Exercises:
• A. In the passage on the growth of data, about how much data were all the books in the Library of Congress estimated to contain in the late 1990s?
• B. Does the passage on the growth of data support each statement below? Answer yes or no for each and quote the words that decide it.
(i) The figure of 337,000 books published between 1700 and 1800 clearly covers books in East Asian languages.
(ii) Each book in the Library of Congress estimate was counted as roughly 1MB.
(iii) The author's worldwide total for 18th-century data comes to 1.348 terabytes.
• C. Resume the passage on the growth of data after its last sentence, following its reasoning in the same voice.

Excerpt to read:
################
Posted by:
Human
(
)
Date: May 03, 2024 09:41AM
from An Ocean of Data, by Justin Smith-Ruiu:
By the time I finish writing this sentence, vastly more data will have been generated around the world than was produced in the entire 18th century, indeed in the entire history of humanity prior to around 1900.
This sounds like some crazy thing someone might say just to make small-talk at a party, but it’s literally true. In the late 1990s, all the books in the Library of Congress were estimated to contain around 20 terabytes of data (20 million books of roughly 1MB each). In turn, a figure I have come across repeatedly estimates that there were around 337,000 books published between 1700 and 1800, though it is not clear whether this figure includes books published in East Asian and South Asian languages, or only in the languages of Europe and its colonies. So let’s go ahead and double it, bringing the total number of 18th-century books to 674,000, at around 1MB each (let us say). And let’s double that figure in turn to include all the letters and notes and church baptismal scrolls and so on, so that there were, worldwide, a total of 1,348,000 MB of data, or 1.348 terabytes, produced in that hundred-year period.
################
Listed records:

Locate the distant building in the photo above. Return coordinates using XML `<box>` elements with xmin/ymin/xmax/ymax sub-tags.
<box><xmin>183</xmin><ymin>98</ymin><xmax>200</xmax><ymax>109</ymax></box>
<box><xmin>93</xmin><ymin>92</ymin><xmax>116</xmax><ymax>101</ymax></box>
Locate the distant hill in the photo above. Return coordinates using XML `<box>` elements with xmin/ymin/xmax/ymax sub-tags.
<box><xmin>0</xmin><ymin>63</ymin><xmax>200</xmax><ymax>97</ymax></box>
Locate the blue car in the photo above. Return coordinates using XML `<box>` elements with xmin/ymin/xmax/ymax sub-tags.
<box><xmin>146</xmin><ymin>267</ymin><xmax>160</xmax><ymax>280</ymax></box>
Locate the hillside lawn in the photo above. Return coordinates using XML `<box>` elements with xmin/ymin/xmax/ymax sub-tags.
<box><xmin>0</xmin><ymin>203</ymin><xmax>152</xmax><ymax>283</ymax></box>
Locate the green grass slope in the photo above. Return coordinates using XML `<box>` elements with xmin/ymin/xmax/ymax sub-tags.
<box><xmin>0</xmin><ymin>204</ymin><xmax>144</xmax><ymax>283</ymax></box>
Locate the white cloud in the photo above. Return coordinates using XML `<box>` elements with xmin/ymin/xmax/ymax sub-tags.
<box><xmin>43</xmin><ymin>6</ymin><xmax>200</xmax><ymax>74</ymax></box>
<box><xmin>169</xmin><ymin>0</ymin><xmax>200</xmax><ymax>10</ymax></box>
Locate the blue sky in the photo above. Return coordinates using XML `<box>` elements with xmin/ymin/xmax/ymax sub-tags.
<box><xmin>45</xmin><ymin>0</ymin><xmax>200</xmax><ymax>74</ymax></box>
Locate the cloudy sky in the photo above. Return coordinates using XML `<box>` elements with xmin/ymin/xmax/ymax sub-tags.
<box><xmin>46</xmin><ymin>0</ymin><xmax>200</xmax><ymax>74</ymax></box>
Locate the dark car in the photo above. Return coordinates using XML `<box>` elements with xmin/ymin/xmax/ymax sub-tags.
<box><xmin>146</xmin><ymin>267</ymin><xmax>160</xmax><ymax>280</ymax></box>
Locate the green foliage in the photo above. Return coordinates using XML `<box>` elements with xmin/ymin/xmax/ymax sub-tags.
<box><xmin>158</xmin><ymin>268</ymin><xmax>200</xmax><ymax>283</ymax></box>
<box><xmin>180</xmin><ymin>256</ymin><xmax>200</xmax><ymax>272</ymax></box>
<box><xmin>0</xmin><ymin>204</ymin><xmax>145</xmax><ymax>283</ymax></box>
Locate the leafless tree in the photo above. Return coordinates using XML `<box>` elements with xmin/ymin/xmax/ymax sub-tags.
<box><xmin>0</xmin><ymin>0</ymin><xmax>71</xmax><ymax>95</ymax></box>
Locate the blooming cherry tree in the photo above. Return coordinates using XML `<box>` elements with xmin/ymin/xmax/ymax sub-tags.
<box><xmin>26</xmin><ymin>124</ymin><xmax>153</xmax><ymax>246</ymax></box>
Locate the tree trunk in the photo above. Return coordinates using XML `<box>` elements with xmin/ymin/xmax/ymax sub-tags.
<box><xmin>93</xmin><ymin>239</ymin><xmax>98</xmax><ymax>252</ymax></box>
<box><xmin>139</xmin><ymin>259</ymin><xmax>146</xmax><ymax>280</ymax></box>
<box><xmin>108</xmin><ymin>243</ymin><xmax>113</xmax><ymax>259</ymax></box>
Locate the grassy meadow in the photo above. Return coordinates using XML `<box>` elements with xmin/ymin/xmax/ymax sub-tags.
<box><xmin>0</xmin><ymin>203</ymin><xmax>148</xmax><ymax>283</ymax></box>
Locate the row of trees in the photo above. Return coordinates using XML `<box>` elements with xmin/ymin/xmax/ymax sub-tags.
################
Responses:
• A. Around 20 terabytes.

• B.
(i) No: "it is not clear whether this figure includes books published in East Asian and South Asian languages"
(ii) Yes: "20 million books of roughly 1MB each"
(iii) Yes: "a total of 1,348,000 MB of data, or 1.348 terabytes, produced in that hundred-year period"

• C.
In 2023, there were about 328.77 exabytes of data produced per day (the figure is surely much higher now, almost three months into 2024). One exabyte is equivalent to 1 million terabytes. At the average 2023 rate, this is the same as 13.69875 exabytes per hour, or 228.3125 petabytes per minute, where a petabyte is equivalent to 1000 terabytes. So, every minute in 2023 there were about 169,371 times more data produced than in the entire century that gave us, among other great achievements, the Encyclopédie.
Do you understand what this means? I am, right now, pissing into the ocean. Sure, I create a little cloud that brings about a few seconds of alteration in this nano-region’s pH balance. But the ocean doesn’t care, and almost immediately restores itself to its previous homeostasis. And if the ocean is increasingly threatened with a loss of homeostasis, this is not because of my own feeble stream, but because human industry is pumping massive quantities of plastic and toxic waste — the counterparts, in our ongoing analogy, to the massive quantities of AI-generated sludge that now constitute the great bulk of the data I attempted to measure, no doubt imprecisely, in the previous paragraph.
The figure of the “writer”, as opposed to his earlier ancestors such as the “scribe”, probably only emerged around the end of the 18th century. But obviously —obviously!— whatever we imagined that figure to be doing at that moment just cannot be what it is today, any more than pissing into the ocean can be reasonably interpreted to be the same sort of act as pissing into the bathtub.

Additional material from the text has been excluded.